> [DATA IN THIS EXERCISE]
· · · · · · ·

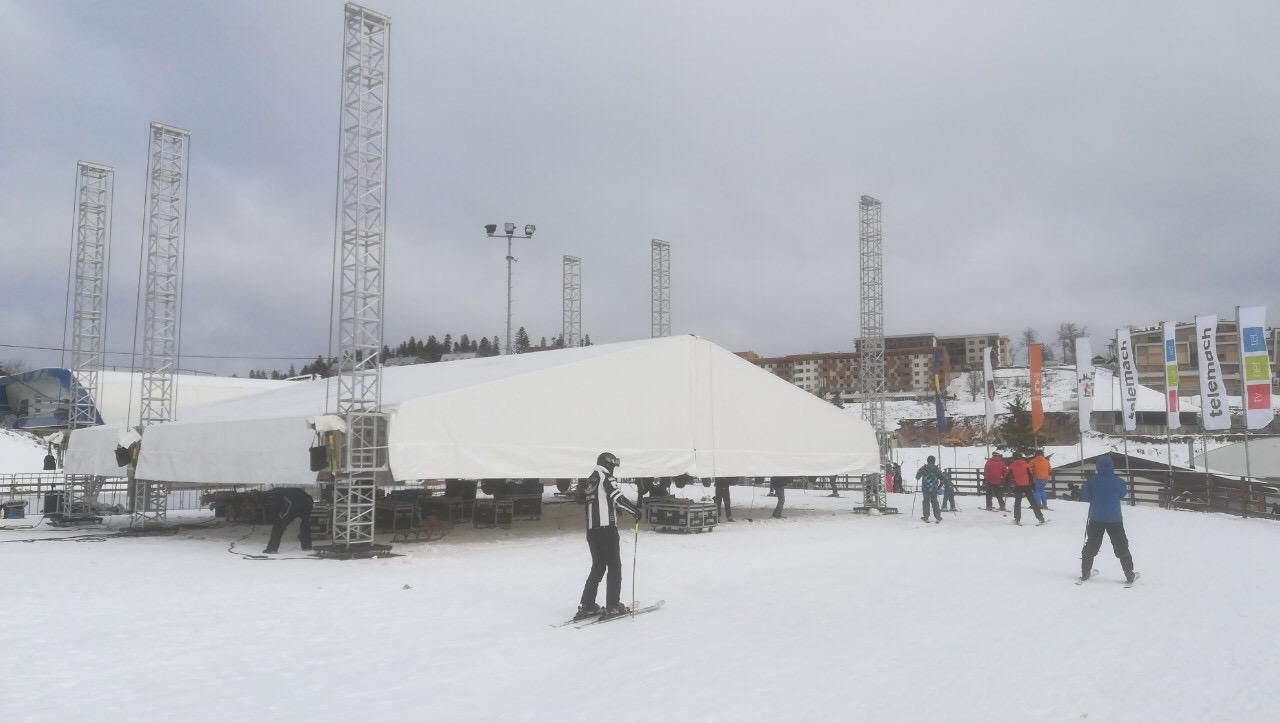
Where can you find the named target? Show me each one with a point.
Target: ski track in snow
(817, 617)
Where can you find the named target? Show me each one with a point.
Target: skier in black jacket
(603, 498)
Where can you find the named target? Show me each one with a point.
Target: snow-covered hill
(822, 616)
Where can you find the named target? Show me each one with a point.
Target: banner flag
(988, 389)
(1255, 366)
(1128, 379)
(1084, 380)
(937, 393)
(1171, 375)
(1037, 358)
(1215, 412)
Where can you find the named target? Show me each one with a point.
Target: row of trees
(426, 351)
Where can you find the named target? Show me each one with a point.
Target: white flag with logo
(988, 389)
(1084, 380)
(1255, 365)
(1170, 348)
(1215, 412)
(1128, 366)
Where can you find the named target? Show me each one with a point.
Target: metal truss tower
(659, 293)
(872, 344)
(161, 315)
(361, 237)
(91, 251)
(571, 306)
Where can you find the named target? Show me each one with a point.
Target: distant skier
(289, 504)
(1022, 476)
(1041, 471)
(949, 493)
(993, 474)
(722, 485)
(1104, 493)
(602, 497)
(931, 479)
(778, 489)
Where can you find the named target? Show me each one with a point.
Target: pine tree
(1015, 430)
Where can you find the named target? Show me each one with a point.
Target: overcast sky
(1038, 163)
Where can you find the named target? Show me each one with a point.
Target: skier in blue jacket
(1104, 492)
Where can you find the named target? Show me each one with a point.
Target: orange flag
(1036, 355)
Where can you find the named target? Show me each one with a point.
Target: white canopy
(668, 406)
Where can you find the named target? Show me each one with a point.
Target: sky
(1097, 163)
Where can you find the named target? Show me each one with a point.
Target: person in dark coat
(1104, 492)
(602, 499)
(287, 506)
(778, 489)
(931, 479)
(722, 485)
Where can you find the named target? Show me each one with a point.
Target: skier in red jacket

· · · · · · ·

> [WHAT THE TASK REQUIRES] Reproduce every record above exactly, omitting the pictures.

> [RESULT FOR THIS TASK]
Where can you find the named target? Show me each one with a point.
Target: ski track in snow
(817, 617)
Where can you find the named target? Show me each one with a point.
Target: skier in black jacket
(603, 498)
Where can you find the named target? Show me each one with a point.
Target: snow-covered hill
(822, 616)
Where can you find the named target? Show me each one with a point.
Target: banner flag
(988, 389)
(1255, 366)
(1128, 379)
(1084, 380)
(937, 393)
(1171, 375)
(1037, 358)
(1215, 412)
Where can you find the named target? Show me each one with a point.
Target: row of trees
(426, 351)
Where can you find the named target? Show me each one with a point.
Target: white flag with logo
(988, 389)
(1084, 380)
(1255, 365)
(1170, 348)
(1215, 412)
(1128, 366)
Where can you find the named target? Show me each one with a point.
Target: metal truss tower
(659, 293)
(872, 344)
(161, 315)
(361, 237)
(91, 251)
(571, 306)
Where can you find the named target? Show me each one with a point.
Target: distant skier
(289, 504)
(1022, 476)
(1041, 471)
(949, 493)
(993, 474)
(722, 485)
(1104, 493)
(602, 497)
(931, 479)
(778, 489)
Where can you find the named target? Show me each one with a point.
Target: pine tree
(1015, 430)
Where can you find the named target? Show me each one with a point.
Target: overcast sky
(1038, 163)
Where can you find the named target? Show me each one with a point.
Target: skier in blue jacket
(1104, 492)
Where can you find the named target? Show me each one with a point.
Target: orange flag
(1036, 355)
Where can you find the named target? Show me each one with a point.
Target: white canopy
(668, 406)
Where can you find the named target? Show me each one with a point.
Target: sky
(1097, 163)
Where can you find the named target? Show me each one with a point.
Target: person in dark coat
(1104, 492)
(602, 499)
(287, 506)
(778, 489)
(931, 479)
(722, 485)
Where can you find the named target? Show me each one with a point.
Target: skier in red jacket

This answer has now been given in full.